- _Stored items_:
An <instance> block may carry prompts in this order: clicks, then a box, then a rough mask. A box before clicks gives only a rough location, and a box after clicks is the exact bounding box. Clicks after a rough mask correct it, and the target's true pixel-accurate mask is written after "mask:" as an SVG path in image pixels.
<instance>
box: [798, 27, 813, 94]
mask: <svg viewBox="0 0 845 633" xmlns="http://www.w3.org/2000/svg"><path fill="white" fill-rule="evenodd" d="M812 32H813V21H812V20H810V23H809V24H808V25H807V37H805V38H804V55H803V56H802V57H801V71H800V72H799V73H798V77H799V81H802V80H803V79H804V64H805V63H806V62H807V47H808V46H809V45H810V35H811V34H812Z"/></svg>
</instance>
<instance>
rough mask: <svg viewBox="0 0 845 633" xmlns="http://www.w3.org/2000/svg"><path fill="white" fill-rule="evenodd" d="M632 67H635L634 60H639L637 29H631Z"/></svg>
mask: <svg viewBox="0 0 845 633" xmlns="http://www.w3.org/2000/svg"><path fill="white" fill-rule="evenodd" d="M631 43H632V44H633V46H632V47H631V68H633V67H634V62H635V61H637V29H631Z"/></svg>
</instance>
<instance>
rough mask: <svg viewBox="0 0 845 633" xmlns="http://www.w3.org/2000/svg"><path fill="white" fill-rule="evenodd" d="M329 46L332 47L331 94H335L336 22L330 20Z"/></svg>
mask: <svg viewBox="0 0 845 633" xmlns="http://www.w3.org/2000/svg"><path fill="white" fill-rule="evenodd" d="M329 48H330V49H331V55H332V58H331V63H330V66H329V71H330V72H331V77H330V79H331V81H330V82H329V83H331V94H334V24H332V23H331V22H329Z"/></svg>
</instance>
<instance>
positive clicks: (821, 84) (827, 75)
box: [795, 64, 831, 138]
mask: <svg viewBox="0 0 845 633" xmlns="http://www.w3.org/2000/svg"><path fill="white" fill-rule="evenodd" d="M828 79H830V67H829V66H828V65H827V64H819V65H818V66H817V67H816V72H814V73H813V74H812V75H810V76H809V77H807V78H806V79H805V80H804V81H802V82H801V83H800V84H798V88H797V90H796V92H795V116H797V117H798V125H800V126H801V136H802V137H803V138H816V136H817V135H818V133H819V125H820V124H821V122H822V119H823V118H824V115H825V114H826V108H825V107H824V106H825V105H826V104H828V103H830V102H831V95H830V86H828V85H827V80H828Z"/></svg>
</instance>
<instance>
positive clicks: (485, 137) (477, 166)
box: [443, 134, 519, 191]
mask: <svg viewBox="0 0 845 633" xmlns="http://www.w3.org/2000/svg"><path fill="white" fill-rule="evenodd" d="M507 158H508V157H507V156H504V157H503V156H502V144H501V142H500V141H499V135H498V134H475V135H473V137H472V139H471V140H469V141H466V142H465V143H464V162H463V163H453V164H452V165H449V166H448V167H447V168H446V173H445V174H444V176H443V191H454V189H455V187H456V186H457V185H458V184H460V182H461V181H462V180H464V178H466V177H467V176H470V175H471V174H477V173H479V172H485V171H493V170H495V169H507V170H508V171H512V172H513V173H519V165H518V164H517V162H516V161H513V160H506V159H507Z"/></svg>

- _INSTRUCTIONS FOR THE TASK_: Starting at the first line of the entries and ending with the line that contains "box: [798, 27, 813, 94]", format those lines as a JSON list of strings, one string per line, with blank lines omitted.

- _TASK RESPONSE_:
[
  "An <instance> block may carry prompts in this order: clicks, then a box, then a rough mask. A box before clicks gives only a rough location, and a box after clicks is the exact bounding box. Clicks after a rough mask correct it, and the target's true pixel-accurate mask is written after \"mask:\" as an SVG path in image pixels.",
  "<instance>",
  "box: [798, 27, 813, 94]"
]